### Parts of the exercise
1. List the rights that the lawsuit in the passage about the cell phone search is filed to vindicate.
2. Write the next part of the account of the student's cell phone search, picking up right after its final sentence.

## Begin Excerpt

On August 15, 2008, Richard Wade, a 12-year-old honor student at Southaven Middle School, made the simple mistake of taking his cell phone with him to school. He had no idea that on that day, school officials would seize his phone, search its contents and conclude without substantiation that the private photos he had saved on the cell phone — most of which simply showed him dancing at home — were “gang-related messages.” Nor did Richard foresee that the DeSoto County Board of Education would expel him from school for carrying these photos on his cell phone.

Yesterday, the ACLU and the ACLU of Mississippi filed a federal civil rights lawsuit on Richard’s behalf to vindicate his federal and state constitutional rights to free speech, freedom from unreasonable searches, and due process — all of which were violated by the school officials and police officer who illegally searched his cell phone and the county school board that expelled him as a result of his photographs.

When Richard opened his cell phone during football class to read a message from his father, he thought the message might indicate an emergency. Southaven Middle School policy permits officials to confiscate a student’s cell phone and to hold it for up to five days or have a parent pay a $25 fine to retrieve the phone. Instead of following this policy, several school officials opened Richard’s cell phone and searched through its contents.

## End Excerpt
## Begin Data entries

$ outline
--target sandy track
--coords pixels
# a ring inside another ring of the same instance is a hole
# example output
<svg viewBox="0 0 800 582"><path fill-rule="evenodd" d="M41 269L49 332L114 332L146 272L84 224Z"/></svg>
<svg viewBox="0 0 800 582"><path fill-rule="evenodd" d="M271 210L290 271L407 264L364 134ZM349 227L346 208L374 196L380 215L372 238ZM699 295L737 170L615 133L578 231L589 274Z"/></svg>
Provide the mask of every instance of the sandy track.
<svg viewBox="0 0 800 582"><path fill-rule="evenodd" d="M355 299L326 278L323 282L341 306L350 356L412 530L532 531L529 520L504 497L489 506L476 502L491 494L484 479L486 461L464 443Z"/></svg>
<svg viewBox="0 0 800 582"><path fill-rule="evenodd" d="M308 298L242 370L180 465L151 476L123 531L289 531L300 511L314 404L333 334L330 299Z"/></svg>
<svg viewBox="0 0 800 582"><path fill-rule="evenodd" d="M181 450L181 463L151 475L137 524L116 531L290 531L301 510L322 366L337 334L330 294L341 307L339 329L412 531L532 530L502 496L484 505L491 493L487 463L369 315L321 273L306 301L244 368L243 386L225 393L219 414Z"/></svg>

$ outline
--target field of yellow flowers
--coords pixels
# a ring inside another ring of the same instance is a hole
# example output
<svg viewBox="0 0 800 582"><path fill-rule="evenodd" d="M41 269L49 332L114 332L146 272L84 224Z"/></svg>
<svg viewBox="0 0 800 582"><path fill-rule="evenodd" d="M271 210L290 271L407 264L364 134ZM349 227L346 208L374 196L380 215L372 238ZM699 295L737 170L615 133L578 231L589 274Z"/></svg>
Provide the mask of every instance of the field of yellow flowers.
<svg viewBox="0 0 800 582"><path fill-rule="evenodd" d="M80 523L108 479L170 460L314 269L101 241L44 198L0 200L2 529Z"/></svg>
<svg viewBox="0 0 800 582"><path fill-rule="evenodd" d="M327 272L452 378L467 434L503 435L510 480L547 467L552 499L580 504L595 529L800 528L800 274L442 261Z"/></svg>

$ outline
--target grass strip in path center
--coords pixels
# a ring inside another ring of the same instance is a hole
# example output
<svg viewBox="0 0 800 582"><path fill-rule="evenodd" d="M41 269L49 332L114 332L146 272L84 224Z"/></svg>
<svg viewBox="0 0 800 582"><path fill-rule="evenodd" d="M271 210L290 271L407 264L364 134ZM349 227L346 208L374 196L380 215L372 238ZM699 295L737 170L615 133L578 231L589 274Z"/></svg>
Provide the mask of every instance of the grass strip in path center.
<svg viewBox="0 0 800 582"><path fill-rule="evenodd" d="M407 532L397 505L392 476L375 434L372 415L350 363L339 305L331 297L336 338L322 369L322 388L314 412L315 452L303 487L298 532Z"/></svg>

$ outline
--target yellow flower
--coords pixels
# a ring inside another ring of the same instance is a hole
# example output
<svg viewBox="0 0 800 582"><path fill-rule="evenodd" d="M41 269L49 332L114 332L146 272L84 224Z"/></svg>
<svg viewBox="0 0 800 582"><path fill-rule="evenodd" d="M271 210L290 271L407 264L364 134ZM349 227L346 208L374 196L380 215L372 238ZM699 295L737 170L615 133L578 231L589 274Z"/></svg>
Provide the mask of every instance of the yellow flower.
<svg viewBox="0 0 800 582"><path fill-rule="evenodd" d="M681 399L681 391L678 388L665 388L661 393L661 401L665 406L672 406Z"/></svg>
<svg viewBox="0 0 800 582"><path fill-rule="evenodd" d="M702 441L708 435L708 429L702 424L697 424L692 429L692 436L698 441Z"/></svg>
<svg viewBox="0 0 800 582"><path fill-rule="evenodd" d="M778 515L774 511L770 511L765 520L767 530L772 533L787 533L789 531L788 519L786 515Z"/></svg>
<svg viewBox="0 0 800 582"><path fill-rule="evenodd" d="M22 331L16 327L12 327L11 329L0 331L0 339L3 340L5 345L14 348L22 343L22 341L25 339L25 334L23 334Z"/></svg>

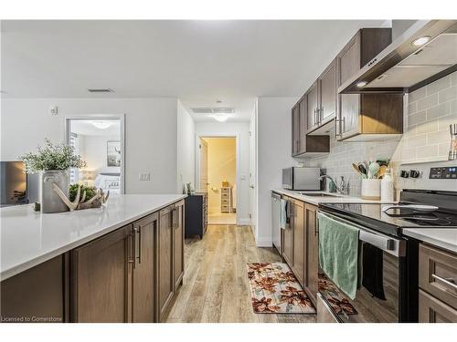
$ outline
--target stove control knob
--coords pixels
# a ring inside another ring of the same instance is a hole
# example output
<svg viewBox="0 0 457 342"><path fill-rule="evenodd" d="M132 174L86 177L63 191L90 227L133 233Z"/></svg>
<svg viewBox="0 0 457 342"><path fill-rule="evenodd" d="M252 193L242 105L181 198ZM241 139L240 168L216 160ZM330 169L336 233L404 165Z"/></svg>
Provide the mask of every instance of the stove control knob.
<svg viewBox="0 0 457 342"><path fill-rule="evenodd" d="M401 178L408 178L408 177L409 177L409 171L405 171L405 170L402 170L402 171L400 171L400 177L401 177Z"/></svg>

## End Data entries

### Results by task
1. Free speech, freedom from unreasonable searches, and due process

2.
Like many kids and adults, Richard stored photos of himself on his cell phone for his own viewing. And, like other kids, some of the photos Richard had on his cell phone were of himself dancing at home — pictures that he had no intention of showing to others at school.

School officials nevertheless decided to open Richard’s cell phone and view his private photographs. They then turned his phone over to Sergeant Nicholas Kennedy of the Southaven Police Department, who claimed that the pictures constituted “gang-related activity” and “indecent pictures,” without providing anything to back up his conclusion. After a series of disciplinary hearings, the DeSoto County Board of Education subsequently expelled Richard for violating a school rule that prohibits students from displaying “messages associated with any gang.”

What about Richard’s cell phone photos indicated “gang”-related activity? The fact that they showed him, a young African-American boy, doing a hip-hop dance in the privacy of his own home? Without any substantiation by Sergeant Kennedy for his conclusion, Richard, his mother, and we are left to wonder.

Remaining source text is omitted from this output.